__Records shown__:

------------------------

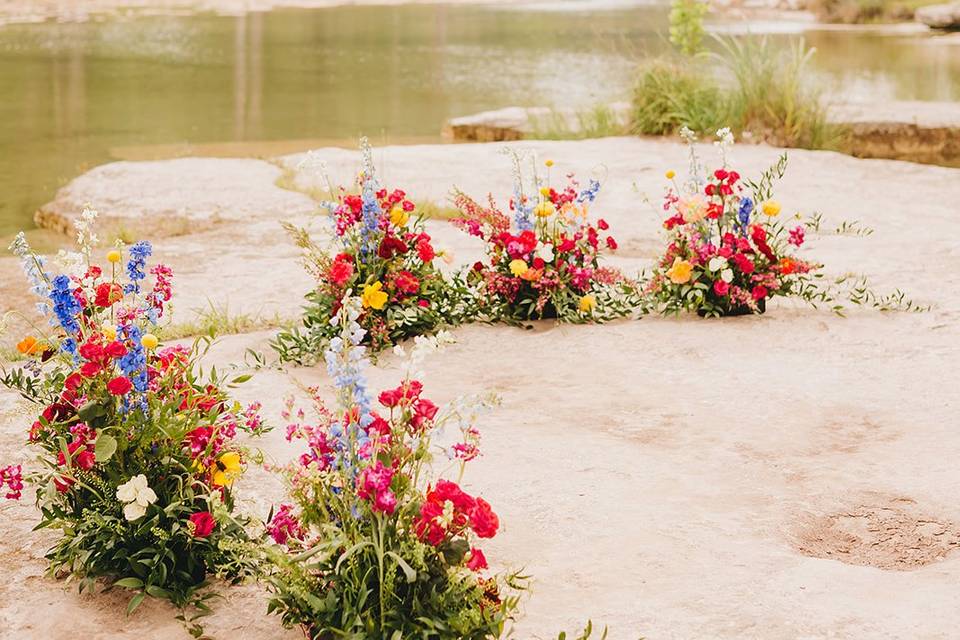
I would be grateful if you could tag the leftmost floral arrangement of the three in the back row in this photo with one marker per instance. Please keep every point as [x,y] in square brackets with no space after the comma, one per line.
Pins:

------------------------

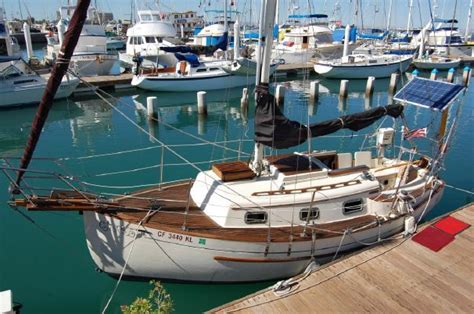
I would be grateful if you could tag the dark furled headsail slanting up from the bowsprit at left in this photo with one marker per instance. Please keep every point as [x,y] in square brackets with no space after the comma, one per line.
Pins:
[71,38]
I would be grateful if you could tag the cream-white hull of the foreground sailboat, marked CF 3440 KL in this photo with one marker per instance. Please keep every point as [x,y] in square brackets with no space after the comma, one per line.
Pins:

------------------------

__About this exercise__: Note how many lines above hold "space" and give that figure alone.

__Response area__: 3